(Natural language region descriptions)
= Beginning of Section =
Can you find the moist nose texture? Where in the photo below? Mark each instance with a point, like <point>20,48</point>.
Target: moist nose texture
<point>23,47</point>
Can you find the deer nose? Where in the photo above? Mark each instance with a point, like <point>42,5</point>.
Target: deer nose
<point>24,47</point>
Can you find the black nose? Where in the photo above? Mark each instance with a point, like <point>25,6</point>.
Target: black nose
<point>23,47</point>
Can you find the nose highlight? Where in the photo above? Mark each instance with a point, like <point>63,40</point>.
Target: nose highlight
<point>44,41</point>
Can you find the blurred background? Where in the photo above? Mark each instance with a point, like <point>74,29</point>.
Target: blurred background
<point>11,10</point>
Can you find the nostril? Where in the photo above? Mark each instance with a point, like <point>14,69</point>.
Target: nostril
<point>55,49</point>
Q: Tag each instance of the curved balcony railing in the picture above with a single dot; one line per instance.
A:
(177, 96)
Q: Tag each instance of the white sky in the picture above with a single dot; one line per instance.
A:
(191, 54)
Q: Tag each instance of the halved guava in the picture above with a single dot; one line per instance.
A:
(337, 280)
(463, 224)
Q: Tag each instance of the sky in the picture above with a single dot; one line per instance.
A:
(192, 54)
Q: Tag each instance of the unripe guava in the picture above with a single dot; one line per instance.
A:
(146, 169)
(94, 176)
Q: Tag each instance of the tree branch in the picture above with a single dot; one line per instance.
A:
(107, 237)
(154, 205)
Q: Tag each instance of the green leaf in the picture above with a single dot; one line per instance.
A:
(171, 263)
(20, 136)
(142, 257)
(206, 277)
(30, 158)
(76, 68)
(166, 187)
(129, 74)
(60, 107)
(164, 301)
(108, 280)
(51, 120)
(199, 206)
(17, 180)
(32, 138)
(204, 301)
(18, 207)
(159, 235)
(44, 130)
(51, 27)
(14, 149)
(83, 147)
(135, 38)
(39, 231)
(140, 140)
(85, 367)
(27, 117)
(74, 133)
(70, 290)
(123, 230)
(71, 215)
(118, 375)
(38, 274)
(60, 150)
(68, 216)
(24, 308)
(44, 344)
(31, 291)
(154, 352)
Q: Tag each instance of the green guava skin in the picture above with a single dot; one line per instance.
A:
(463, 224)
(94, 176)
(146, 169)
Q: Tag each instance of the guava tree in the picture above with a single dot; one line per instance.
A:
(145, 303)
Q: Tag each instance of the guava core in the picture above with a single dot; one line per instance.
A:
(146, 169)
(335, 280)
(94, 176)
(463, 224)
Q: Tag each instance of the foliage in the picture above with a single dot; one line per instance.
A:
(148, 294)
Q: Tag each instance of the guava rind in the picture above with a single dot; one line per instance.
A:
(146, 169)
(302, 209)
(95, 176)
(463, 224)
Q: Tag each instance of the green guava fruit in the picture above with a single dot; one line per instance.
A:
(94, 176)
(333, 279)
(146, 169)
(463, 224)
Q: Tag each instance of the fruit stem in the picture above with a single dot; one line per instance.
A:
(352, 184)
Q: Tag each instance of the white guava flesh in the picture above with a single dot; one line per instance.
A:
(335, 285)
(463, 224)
= End of Section =
= Beginning of Section =
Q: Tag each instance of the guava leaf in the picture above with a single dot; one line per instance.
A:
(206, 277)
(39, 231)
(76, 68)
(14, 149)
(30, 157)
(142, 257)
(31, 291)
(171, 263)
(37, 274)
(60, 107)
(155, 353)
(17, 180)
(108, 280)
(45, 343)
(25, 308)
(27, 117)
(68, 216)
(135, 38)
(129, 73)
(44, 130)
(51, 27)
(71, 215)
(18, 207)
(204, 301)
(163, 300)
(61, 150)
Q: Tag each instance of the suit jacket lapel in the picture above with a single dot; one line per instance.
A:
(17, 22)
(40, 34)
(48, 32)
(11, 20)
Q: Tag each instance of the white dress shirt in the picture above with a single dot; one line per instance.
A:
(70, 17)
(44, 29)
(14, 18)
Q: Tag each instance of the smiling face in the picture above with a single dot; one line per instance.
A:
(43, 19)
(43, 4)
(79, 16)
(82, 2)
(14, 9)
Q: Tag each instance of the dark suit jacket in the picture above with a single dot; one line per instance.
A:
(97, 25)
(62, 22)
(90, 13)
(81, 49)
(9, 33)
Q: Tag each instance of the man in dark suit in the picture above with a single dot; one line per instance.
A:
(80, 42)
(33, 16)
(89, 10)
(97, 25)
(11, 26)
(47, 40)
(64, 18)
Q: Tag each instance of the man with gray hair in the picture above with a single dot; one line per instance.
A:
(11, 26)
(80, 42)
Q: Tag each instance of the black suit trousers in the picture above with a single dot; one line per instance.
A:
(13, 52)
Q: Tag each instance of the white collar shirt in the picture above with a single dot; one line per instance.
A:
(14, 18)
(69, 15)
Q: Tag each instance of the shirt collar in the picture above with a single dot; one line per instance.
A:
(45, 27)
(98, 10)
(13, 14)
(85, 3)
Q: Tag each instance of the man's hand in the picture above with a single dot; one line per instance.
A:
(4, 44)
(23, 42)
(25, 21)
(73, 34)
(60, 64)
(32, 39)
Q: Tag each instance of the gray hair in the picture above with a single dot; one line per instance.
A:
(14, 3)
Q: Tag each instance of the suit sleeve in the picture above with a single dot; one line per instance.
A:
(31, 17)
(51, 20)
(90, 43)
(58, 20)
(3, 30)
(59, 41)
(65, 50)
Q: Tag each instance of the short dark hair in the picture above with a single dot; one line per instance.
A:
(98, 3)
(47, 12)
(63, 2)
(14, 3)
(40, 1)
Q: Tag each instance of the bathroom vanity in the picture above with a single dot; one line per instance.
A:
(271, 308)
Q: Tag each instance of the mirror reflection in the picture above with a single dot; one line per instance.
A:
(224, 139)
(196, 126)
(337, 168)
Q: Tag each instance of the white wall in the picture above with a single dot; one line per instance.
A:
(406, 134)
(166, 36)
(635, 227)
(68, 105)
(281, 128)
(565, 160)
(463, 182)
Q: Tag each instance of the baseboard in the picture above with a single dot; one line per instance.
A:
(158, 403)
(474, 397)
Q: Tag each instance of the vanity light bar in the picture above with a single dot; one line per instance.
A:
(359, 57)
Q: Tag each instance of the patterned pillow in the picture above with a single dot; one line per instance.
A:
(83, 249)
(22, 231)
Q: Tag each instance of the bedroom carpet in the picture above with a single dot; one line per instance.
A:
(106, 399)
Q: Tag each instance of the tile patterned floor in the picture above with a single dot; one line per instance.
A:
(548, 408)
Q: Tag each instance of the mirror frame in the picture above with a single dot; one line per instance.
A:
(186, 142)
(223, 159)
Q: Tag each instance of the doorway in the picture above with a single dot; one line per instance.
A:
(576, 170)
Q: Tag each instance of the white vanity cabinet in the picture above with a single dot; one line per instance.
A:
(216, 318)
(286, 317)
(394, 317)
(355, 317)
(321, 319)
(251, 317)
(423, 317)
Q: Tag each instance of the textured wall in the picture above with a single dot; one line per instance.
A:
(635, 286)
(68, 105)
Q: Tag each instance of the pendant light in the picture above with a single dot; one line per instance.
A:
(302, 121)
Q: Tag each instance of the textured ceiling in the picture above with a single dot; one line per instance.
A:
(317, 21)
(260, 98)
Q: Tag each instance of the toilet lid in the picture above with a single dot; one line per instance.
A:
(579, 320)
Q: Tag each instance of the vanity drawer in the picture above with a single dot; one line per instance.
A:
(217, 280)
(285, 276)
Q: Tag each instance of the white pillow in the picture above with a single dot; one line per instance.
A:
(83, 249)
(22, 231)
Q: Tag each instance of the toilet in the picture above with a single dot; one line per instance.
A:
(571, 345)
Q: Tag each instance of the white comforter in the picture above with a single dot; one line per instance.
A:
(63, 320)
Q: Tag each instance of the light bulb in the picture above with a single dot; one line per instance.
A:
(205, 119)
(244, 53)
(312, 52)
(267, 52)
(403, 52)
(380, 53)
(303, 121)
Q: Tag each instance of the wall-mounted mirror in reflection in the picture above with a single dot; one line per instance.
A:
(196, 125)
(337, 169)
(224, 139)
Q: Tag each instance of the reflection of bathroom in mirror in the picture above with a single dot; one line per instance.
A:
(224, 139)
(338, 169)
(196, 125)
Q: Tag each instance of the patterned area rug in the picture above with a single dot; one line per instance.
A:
= End of Section =
■ Task requirements: Taking the entries above, write out exactly each line from the one holding "Can you find the moist" to the one holding "Can you find the deer", both included, and stop there.

■ Answer section:
Can you find the moist nose texture? Where in the photo below? Mark each instance with a point, like <point>20,48</point>.
Target: moist nose texture
<point>23,47</point>
Can you find the deer nose? Where in the photo above? Mark each instance with a point, like <point>42,5</point>.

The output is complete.